**GIVEN EXERCISE**: Arrange the lines as a Markdown table with two columns, No. and Text, giving each line a row number. Begin at the start of the records, stop after the line that contains "Apply the even-odd", skip blank lines, and leave the pictures out.

--- Start INPUT ---

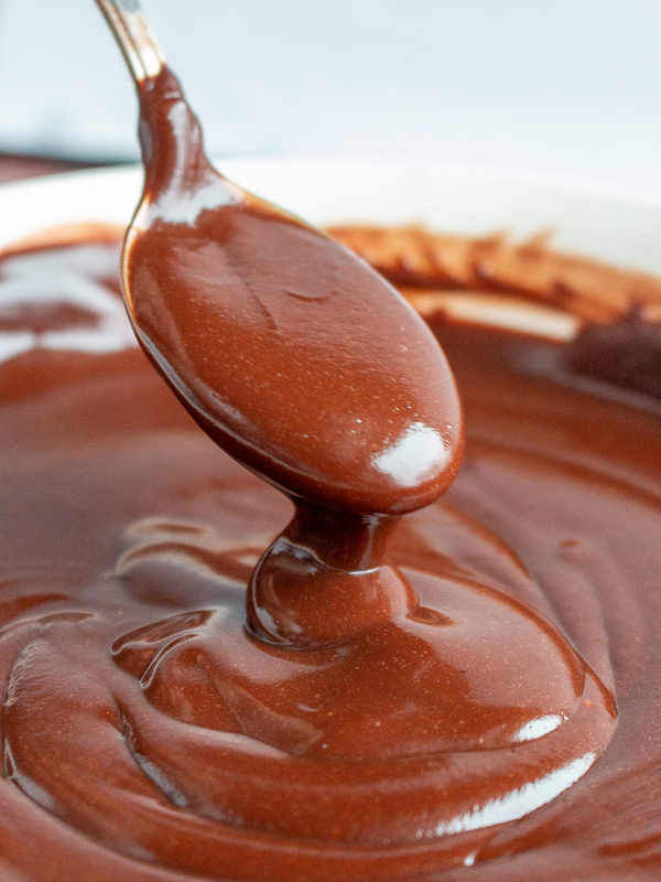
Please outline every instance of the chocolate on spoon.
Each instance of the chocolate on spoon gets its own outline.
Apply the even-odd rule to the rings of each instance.
[[[520,817],[585,774],[614,706],[524,604],[451,560],[411,580],[388,562],[398,518],[458,469],[445,356],[366,263],[216,172],[138,4],[97,1],[140,98],[145,186],[122,259],[133,327],[207,434],[296,507],[249,580],[247,630],[195,611],[117,639],[117,664],[164,713],[249,739],[199,786],[193,756],[183,774],[198,799],[231,768],[241,786],[214,790],[214,810],[258,829],[299,836],[302,818],[316,839],[377,845]],[[528,579],[497,541],[489,555]],[[264,820],[267,792],[291,816]]]
[[[295,578],[285,566],[288,595],[293,578],[314,570],[324,589],[313,617],[327,623],[325,607],[339,601],[327,568],[333,583],[336,570],[369,571],[365,592],[380,599],[368,615],[354,585],[361,580],[351,579],[357,617],[343,630],[408,609],[399,579],[376,588],[383,540],[375,531],[384,537],[383,520],[433,502],[457,471],[462,413],[443,352],[354,252],[214,169],[138,4],[99,6],[140,98],[145,185],[122,281],[142,347],[216,443],[299,501],[288,548],[294,541],[310,555],[299,549],[296,566],[308,560]],[[258,594],[260,581],[269,584],[268,599],[249,601],[253,631],[304,645],[339,638],[325,626],[313,633],[308,614],[299,622],[275,609],[291,605],[274,595],[283,541],[253,580]]]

--- End INPUT ---

**SOLUTION TO THE PROBLEM**:
| No. | Text |
|---|---|
| 1 | Please outline every instance of the chocolate on spoon. |
| 2 | Each instance of the chocolate on spoon gets its own outline. |
| 3 | Apply the even-odd rule to the rings of each instance. |